● **Activity**
Please report each line of the data below that contains "trunk".

Image point grounding data
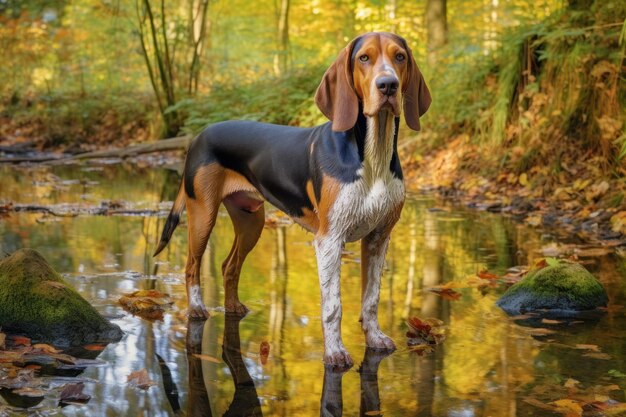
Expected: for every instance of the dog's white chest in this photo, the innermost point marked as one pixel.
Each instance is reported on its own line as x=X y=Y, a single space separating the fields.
x=360 y=207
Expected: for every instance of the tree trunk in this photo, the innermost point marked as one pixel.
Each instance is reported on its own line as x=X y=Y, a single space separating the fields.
x=437 y=29
x=281 y=58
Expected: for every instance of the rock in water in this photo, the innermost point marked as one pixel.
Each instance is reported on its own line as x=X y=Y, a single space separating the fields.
x=37 y=302
x=564 y=287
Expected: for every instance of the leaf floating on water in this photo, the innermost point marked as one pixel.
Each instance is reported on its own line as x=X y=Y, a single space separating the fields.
x=148 y=304
x=206 y=358
x=140 y=379
x=573 y=408
x=539 y=331
x=94 y=347
x=73 y=393
x=45 y=348
x=424 y=334
x=19 y=340
x=484 y=274
x=446 y=292
x=598 y=355
x=29 y=392
x=571 y=383
x=594 y=348
x=616 y=374
x=264 y=351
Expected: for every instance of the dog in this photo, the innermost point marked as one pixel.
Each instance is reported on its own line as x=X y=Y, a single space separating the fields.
x=341 y=180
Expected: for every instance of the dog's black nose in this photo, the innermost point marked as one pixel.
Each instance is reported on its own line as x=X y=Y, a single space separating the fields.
x=388 y=85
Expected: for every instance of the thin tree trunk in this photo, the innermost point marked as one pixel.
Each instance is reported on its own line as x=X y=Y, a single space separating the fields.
x=281 y=58
x=437 y=29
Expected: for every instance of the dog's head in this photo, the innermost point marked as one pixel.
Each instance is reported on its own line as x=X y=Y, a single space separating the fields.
x=378 y=70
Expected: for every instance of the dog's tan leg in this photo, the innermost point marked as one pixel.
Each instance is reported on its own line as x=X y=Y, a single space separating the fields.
x=201 y=220
x=248 y=227
x=201 y=216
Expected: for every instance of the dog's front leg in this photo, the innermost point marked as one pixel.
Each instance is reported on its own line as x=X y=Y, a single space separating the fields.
x=328 y=251
x=373 y=250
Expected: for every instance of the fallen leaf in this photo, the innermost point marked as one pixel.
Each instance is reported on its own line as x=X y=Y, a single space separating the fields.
x=29 y=392
x=94 y=347
x=569 y=406
x=19 y=340
x=445 y=293
x=148 y=304
x=594 y=348
x=264 y=351
x=140 y=379
x=602 y=356
x=538 y=404
x=484 y=274
x=539 y=331
x=424 y=332
x=206 y=358
x=73 y=393
x=616 y=374
x=46 y=348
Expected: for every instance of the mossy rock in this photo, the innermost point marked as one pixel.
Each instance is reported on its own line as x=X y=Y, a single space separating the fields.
x=37 y=302
x=564 y=287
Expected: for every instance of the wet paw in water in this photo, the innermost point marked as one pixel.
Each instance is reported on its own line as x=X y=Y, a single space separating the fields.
x=339 y=359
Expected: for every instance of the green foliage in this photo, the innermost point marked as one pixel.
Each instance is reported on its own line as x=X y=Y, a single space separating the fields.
x=284 y=100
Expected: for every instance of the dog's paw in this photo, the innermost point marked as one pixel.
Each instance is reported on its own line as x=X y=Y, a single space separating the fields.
x=379 y=340
x=339 y=359
x=198 y=312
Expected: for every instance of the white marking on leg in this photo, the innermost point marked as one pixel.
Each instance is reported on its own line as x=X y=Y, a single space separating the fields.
x=376 y=248
x=195 y=298
x=328 y=253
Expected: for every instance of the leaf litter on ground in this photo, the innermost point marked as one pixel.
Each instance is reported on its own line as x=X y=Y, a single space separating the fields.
x=21 y=364
x=573 y=399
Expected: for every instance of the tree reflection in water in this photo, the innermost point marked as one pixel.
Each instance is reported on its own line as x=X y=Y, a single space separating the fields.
x=245 y=400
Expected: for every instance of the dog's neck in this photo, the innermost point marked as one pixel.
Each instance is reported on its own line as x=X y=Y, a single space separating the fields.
x=379 y=146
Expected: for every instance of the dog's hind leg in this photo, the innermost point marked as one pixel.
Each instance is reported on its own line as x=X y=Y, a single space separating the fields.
x=201 y=216
x=248 y=226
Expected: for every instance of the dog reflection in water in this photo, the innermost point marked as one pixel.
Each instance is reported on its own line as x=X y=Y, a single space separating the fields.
x=246 y=402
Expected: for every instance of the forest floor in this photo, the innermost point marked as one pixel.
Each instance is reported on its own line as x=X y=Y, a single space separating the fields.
x=580 y=200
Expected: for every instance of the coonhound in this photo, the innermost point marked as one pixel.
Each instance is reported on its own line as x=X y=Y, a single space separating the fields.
x=341 y=180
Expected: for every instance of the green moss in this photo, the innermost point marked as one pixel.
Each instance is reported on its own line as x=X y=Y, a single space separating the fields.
x=564 y=286
x=35 y=300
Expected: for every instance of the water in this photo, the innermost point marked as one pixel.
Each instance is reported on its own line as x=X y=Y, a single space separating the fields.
x=489 y=365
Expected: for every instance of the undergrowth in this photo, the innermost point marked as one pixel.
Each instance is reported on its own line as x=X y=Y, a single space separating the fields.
x=552 y=86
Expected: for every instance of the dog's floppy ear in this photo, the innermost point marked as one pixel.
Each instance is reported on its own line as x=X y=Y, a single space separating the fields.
x=335 y=96
x=415 y=94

● **Written answer**
Expected: for every instance of the tree trunk in this photo, the innermost point marked as one pixel.
Expected: for every instance of the thin tree trunk in this photo, the innermost point marked as one pixel.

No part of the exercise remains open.